Activity: In the data below, find every line with the word "crust" and copy it.

[Natural-language object grounding data]
○ ○ ○

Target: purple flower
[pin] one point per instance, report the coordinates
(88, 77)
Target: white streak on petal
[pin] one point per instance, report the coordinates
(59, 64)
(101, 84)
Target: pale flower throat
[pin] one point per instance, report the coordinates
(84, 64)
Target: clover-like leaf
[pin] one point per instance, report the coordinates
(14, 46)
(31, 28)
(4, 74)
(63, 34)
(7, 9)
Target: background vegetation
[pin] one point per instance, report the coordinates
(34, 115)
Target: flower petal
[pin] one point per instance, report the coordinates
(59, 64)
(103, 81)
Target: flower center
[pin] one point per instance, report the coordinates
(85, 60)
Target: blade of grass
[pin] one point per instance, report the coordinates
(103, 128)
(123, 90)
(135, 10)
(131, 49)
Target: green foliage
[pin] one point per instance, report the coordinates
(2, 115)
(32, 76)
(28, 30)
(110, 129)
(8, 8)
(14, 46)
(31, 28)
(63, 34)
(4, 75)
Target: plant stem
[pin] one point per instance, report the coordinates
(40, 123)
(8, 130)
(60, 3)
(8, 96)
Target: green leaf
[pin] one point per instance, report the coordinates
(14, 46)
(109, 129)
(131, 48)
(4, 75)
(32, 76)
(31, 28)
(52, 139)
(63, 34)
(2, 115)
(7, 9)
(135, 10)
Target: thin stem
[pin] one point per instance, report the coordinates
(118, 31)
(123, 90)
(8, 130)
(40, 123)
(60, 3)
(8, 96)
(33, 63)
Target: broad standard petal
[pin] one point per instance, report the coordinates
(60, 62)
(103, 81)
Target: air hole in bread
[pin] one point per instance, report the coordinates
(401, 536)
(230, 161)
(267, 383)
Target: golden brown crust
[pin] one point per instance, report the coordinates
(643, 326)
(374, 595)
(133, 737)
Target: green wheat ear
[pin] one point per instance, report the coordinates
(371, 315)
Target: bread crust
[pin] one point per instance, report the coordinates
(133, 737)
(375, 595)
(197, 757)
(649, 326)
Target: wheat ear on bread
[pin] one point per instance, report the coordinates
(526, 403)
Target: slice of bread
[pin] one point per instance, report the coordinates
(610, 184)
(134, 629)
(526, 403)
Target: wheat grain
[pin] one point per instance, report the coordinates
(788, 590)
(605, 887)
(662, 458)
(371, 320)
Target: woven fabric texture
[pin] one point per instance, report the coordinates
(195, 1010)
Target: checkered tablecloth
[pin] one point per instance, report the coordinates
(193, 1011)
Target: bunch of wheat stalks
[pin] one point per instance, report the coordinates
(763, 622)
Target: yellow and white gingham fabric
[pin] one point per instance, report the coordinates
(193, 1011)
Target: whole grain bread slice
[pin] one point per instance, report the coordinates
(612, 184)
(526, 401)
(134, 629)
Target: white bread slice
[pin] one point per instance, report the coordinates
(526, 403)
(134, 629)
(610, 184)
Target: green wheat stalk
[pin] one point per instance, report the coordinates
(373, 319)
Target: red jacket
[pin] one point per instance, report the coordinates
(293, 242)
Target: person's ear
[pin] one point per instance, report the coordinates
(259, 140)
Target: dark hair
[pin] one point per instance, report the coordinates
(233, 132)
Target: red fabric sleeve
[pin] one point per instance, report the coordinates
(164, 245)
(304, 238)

○ ○ ○

Response to this exercise:
Target: golden brown crust
Target: bread crust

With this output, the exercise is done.